(DIRECTIVE) Turn the records below into a numbered list with one entry per line and blank lines dropped. Leave the pictures out of your list.

(DATASET ENTRIES)
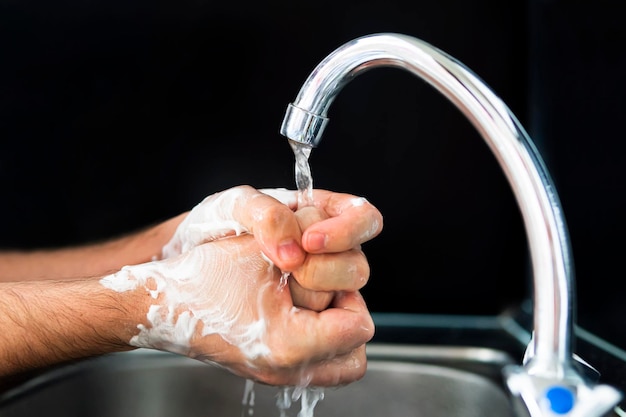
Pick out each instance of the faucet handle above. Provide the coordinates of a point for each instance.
(541, 396)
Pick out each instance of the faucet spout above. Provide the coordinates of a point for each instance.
(549, 354)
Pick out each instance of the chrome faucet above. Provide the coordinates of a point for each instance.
(548, 382)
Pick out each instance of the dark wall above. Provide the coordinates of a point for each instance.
(578, 63)
(117, 114)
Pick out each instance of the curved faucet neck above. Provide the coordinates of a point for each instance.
(550, 350)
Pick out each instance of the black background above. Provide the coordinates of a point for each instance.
(117, 114)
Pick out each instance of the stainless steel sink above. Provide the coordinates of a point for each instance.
(401, 380)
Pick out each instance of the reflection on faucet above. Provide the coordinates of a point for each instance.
(548, 382)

(TASK RESPONSE)
1. Pick out each instance of the faucet handle above. Provide the coordinates of a point for each instance.
2. (541, 396)
3. Pick out each instance of the faucet spout above. Provide the coordinates of a point for each instance.
4. (549, 354)
5. Pick out each instance of the chrome faucet above. Provide the coordinates of a point for each instance.
6. (548, 382)
7. Pick out each instance of the dark wall above. Provide the coordinates of a point for each instance.
8. (578, 63)
9. (117, 114)
10. Pick out each instance of the curved faucet neck above. Provide the coordinates of a point for each instance.
11. (550, 350)
12. Pick out each instance of the black background above. Provide the coordinates of a point for each instance.
13. (117, 114)
14. Pick out each instance of the stainless steel sink above. Provide the coordinates of a point for each instance.
15. (401, 380)
16. Pick out each instance of the reflection on faucet above. Provide the coordinates of a point for each instance.
17. (548, 382)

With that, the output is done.